• **WORK TO COMPLETE**
Count how many lines in the rows below contain the word "green" and give only that number.

:: DATA FOR THIS EXERCISE ::

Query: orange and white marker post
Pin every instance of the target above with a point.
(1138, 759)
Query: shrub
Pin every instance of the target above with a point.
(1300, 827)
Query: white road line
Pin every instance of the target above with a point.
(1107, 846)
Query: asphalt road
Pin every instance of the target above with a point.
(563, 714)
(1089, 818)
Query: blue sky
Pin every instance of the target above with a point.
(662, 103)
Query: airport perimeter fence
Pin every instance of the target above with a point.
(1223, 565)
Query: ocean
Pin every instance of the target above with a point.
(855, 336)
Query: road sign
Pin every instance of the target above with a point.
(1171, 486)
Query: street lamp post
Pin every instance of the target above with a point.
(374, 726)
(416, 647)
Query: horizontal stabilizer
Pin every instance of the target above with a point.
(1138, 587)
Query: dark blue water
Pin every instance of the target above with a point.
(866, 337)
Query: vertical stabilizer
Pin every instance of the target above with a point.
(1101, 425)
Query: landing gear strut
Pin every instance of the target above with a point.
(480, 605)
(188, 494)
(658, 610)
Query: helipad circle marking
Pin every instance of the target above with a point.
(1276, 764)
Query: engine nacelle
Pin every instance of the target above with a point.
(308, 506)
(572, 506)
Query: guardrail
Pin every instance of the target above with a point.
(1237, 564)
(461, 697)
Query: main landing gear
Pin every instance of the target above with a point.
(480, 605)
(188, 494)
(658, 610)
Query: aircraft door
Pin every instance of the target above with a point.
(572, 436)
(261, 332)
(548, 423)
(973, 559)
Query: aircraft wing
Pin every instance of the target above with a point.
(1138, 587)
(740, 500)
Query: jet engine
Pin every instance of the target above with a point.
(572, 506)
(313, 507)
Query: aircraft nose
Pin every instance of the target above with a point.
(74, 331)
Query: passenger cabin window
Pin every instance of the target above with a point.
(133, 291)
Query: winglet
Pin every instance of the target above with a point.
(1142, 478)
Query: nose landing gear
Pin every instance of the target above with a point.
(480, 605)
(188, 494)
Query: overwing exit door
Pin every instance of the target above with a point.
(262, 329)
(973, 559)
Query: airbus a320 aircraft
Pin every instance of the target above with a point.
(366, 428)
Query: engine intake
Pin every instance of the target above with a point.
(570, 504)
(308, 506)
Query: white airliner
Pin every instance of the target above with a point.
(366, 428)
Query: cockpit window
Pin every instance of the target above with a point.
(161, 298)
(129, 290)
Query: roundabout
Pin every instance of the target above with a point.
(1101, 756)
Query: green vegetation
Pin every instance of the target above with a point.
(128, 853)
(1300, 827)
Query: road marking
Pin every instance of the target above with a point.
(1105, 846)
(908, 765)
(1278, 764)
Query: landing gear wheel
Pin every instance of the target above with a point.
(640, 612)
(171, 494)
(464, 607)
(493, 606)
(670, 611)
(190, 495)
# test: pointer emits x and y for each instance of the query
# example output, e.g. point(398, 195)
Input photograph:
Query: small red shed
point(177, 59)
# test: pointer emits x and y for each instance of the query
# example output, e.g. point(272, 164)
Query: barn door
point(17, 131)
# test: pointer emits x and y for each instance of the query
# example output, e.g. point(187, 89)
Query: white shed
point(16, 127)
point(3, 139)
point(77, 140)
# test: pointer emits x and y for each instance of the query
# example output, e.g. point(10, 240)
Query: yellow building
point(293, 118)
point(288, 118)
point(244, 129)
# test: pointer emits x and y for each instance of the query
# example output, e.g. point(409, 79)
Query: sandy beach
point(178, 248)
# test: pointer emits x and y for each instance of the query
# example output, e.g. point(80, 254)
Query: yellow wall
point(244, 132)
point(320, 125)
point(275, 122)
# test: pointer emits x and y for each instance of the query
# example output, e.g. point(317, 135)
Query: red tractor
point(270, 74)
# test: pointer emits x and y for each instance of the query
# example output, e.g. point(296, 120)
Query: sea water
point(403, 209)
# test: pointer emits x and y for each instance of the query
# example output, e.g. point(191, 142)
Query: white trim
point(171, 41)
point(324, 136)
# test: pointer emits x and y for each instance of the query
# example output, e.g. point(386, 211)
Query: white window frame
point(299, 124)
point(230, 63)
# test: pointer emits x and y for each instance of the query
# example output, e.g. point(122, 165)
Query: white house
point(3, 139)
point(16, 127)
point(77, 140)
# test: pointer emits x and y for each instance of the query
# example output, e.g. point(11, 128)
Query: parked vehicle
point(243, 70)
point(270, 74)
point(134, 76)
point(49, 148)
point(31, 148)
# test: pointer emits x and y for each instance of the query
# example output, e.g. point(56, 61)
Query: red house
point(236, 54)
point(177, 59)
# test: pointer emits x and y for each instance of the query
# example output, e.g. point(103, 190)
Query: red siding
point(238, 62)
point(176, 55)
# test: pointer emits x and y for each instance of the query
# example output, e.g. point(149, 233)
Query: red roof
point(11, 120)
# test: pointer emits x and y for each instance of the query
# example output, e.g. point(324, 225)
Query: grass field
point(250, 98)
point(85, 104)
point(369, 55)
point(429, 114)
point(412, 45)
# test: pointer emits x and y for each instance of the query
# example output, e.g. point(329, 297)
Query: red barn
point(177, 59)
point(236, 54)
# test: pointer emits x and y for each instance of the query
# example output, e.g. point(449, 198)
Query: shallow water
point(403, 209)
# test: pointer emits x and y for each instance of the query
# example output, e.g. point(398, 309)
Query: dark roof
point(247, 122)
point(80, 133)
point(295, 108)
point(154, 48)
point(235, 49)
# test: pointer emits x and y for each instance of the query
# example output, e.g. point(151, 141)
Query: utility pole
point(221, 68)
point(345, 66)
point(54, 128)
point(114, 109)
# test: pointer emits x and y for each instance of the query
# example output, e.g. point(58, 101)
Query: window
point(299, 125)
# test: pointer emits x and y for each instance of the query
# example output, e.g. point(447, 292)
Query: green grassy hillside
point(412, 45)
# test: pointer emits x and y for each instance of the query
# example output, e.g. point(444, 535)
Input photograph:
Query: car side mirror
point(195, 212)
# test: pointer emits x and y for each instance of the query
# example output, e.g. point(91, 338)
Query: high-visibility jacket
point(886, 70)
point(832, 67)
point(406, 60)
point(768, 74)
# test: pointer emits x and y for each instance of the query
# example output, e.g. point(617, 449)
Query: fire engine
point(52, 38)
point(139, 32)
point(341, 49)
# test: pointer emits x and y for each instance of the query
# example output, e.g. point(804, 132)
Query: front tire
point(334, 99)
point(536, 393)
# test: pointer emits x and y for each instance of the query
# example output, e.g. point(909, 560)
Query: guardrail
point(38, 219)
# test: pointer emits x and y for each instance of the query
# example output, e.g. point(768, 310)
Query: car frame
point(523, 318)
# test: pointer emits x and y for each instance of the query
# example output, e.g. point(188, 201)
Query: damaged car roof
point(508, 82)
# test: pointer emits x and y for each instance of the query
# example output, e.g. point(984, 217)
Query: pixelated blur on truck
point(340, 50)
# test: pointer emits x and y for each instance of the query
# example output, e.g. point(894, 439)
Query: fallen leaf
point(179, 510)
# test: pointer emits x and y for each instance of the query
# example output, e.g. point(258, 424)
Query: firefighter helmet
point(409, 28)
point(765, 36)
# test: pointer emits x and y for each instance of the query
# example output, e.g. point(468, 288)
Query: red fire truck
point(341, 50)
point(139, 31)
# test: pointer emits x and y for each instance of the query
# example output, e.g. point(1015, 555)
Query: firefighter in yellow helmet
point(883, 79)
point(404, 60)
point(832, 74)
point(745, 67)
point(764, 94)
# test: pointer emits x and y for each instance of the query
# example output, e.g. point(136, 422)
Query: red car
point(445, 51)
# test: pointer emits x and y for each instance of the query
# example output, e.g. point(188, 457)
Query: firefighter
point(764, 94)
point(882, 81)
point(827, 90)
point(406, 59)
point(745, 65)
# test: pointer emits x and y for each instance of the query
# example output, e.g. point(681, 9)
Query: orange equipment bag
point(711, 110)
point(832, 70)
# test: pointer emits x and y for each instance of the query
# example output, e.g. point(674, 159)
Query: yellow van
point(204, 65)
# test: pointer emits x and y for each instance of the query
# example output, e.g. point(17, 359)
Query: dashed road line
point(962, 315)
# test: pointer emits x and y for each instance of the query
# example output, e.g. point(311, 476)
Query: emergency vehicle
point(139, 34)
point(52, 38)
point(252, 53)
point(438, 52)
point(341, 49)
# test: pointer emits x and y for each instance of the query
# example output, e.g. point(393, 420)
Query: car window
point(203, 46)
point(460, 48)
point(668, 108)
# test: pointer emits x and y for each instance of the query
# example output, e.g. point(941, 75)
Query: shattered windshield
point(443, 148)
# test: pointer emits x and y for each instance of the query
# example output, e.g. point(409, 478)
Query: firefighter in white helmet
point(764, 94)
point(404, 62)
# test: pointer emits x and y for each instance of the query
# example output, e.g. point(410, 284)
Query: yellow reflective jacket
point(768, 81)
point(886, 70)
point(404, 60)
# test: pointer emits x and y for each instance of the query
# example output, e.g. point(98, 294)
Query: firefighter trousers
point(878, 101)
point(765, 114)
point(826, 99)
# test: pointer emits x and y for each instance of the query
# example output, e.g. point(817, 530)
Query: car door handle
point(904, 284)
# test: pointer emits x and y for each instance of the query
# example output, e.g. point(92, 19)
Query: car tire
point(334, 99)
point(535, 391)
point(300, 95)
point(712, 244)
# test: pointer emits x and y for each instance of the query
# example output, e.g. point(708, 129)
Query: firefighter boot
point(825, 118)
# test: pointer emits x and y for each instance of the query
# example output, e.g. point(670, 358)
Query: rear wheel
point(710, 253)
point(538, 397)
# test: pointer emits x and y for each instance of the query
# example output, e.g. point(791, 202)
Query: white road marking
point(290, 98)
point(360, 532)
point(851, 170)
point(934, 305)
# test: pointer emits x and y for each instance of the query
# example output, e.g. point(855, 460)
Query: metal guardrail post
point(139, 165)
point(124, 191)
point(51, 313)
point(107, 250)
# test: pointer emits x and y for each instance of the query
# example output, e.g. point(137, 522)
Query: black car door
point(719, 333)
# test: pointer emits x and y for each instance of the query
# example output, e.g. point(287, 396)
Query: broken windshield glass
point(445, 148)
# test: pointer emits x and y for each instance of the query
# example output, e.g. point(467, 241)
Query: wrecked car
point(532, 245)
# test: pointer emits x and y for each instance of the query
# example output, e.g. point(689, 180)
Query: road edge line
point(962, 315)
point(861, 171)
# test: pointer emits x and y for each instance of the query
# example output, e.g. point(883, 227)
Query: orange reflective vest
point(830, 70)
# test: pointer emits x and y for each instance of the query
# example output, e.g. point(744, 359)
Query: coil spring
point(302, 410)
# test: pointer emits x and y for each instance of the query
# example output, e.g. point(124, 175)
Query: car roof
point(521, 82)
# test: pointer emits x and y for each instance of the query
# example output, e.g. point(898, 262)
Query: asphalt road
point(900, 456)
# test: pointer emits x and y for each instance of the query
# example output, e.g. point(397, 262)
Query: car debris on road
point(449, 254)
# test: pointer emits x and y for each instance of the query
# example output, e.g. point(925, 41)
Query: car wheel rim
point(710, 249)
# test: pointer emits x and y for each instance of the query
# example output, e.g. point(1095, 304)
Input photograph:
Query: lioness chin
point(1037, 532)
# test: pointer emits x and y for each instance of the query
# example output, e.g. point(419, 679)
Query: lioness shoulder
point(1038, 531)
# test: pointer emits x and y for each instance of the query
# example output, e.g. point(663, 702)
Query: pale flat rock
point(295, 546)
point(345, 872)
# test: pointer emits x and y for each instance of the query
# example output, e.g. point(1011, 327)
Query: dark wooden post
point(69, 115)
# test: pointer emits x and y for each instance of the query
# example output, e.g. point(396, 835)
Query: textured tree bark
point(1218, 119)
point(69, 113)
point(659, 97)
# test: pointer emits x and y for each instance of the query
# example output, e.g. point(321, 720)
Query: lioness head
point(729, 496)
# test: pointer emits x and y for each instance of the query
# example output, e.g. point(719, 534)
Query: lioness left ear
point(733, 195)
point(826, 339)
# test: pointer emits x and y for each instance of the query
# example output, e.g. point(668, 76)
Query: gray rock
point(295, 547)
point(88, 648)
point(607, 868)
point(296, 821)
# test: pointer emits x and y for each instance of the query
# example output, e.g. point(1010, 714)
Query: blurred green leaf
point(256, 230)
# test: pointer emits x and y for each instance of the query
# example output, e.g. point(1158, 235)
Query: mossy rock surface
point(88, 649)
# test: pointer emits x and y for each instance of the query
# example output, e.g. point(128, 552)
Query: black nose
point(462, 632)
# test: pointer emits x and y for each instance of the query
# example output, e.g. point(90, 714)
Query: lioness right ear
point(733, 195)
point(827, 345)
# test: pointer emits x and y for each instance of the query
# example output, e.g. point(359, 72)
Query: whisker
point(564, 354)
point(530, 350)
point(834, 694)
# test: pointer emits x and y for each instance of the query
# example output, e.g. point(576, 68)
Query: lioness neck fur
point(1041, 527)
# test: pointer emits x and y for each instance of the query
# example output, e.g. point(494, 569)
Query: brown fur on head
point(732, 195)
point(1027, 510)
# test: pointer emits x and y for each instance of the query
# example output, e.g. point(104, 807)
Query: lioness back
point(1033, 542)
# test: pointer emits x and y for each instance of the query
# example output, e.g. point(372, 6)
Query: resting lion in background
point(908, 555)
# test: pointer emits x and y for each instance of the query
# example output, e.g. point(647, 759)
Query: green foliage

:::

• **TASK SOLUTION**
4